PAGE EXCERPT —
____________

[bitcoin-dev] Răspuns: Personal opinion on the fee market from a worried local trader

Jorge Timón jtimon at jtimon.cc
Fri Jul 31 01:21:07 UTC 2015

On Thu, Jul 30, 2015 at 10:53 PM, Tom Harding <tomh at thinlink.com> wrote:
> On 7/30/2015 11:14 AM, Jorge Timón wrote:
>> The blocksize limit (your "production quota") is necessary for
>> decentralization, not for having a functioning fee market.
>> If we can agree that hitting the limit will JUST cause higher fees and
>> not bitcoin to fail, puppies to die or the sky to turn purple I think
>> that's a great step forward in this debate.
> It's interesting how people see things differently.  I think your first
> statement above represents a great step forward in the debate.  Unlike
> Adam Back, you state that a block size limit is not necessary to create
> a functioning fee market.

Yes, Adam Back and I some times see things differently, and that's fine.
Many times, we realize later that we're saying the same thing with
different words and we're just discussing about terminology. That's
not an exclusive problem we have, it's a universal communication
problem. That's why math (which is nothing but a language) was
invented: to never discuss about terminology, to force any used
concept to be defined beforehand.

____________

EXERCISES —
**1.** List every person named in the fee market post.
**2.** Summarize the fee market post in two sentences.
**3.** Go on with the fee market post from its final sentence, keeping the same voice.

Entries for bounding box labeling
____________

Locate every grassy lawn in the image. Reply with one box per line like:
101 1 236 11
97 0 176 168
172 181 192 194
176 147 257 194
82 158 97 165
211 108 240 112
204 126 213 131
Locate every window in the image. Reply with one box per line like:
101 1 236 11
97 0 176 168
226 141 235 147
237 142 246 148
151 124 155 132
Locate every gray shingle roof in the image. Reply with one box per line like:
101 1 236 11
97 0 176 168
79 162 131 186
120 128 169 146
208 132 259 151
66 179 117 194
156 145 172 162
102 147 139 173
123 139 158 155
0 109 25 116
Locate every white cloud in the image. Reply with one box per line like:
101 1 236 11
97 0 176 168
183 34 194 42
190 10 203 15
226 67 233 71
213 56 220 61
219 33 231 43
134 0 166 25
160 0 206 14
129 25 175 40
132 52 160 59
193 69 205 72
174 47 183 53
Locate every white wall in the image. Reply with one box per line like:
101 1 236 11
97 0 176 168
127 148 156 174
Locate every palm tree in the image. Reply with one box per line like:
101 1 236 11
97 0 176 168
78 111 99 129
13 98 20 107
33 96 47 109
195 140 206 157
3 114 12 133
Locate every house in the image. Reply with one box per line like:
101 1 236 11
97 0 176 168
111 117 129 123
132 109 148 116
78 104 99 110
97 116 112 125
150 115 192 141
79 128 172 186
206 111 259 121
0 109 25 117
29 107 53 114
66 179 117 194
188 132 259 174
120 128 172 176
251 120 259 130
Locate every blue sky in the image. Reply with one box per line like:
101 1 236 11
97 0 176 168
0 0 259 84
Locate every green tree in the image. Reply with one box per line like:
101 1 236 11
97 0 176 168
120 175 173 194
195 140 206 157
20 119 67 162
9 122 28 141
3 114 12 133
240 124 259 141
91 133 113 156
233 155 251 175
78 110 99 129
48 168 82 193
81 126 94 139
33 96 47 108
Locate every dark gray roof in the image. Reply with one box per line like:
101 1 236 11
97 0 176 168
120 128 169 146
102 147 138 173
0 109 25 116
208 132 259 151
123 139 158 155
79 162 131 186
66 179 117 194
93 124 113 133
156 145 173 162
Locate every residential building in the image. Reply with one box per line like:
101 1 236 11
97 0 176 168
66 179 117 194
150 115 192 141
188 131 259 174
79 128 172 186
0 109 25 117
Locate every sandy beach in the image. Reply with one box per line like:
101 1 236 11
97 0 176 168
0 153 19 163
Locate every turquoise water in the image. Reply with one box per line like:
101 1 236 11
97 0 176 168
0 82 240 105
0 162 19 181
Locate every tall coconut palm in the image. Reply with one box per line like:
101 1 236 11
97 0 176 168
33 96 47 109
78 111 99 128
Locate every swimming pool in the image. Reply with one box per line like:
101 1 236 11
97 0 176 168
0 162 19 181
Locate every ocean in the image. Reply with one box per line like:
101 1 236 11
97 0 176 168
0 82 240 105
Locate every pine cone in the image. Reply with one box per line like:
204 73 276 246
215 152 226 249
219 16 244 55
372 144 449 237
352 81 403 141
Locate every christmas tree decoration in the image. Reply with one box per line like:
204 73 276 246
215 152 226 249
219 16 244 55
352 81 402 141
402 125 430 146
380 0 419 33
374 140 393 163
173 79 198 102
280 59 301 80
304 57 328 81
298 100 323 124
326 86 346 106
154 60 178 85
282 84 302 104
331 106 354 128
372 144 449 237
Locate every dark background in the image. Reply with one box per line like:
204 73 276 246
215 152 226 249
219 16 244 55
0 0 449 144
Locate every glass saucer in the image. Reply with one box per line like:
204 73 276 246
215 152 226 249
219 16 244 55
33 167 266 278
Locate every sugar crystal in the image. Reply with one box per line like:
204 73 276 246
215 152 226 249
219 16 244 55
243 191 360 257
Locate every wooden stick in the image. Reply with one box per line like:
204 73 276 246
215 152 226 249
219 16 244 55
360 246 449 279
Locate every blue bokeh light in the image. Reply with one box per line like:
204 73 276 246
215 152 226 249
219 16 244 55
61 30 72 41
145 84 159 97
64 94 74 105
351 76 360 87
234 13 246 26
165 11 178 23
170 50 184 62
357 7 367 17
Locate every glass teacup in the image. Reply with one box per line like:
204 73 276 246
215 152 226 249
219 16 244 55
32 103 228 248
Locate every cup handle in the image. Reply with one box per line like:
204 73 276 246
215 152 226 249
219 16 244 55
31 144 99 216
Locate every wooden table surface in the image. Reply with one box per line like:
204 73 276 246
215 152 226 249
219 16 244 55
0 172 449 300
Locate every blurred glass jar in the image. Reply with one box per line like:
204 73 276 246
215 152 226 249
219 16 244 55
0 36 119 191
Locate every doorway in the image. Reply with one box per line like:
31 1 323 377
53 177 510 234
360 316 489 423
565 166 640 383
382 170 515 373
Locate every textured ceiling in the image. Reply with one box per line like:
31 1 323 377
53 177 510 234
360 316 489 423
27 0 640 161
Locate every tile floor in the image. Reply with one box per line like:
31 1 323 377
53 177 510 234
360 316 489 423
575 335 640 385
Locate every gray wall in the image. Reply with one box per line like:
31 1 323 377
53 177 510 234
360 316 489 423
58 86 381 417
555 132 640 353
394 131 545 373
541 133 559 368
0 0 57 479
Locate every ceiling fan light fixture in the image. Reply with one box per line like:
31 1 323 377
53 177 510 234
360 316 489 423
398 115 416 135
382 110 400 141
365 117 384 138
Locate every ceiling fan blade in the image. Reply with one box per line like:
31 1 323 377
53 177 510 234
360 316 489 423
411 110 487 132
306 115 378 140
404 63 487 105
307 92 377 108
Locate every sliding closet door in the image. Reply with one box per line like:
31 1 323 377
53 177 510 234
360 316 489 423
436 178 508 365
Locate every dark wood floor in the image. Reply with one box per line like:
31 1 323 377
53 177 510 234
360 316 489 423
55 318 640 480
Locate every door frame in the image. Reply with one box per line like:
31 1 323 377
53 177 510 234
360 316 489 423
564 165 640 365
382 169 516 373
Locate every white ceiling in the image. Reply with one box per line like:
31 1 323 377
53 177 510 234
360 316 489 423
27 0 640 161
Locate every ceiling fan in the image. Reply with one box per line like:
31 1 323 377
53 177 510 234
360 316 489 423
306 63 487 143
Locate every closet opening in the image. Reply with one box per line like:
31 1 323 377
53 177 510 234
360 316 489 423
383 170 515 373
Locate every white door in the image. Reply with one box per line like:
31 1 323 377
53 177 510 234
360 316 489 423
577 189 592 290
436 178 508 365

____________

RESPONSES —
**1.** Jorge Timón, Tom Harding, Adam Back

**2.** Tom Harding welcomes Jorge Timón's statement that the block size limit is necessary for decentralization rather than for a functioning fee market, noting that Adam Back holds a different view. Timón replies that he and Adam Back sometimes see things differently, that such disagreements often turn out to be about terminology, and that math was invented to avoid this by forcing concepts to be defined beforehand.

**3.**
Sorry for the distraction, but I think this is one of those times.
Whether "hitting the limit" is "necessary" (I bet he never said
"strictly necessary") or just "helpful" is not very relevant. I think
Adam and I agree that hitting the limit wouldn't be bad, but actually
good for an young and immature market like bitcoin fees.
Apart from the dubious time-preference premium (dubious because in
most cases is just wallet's defaults and not users in a hurry),
transactions are basically free if you are willing to wait (and
apparently not that much).

If I was a miner and you want me to include your transaction for free,
you're asking me to give you money, which I would prefer to do
directly if you are a friend or a non-profit organization that I like
or whatever rather than giving you money through bitcoin fee
By including your transaction, I'm increasing the probability of my
mined block being orphaned and you're not willing to give me even a
single satoshi in exchange.
Today, in practice, one satoshi fee and no fee at all are treated
exactly the same by most (maybe all?) miners, which if you ask me, I
find very ~~unfair~~ economically absurd.

Are all miners just stupid?
Not necessarily, they just don't care about fees or transactions at all.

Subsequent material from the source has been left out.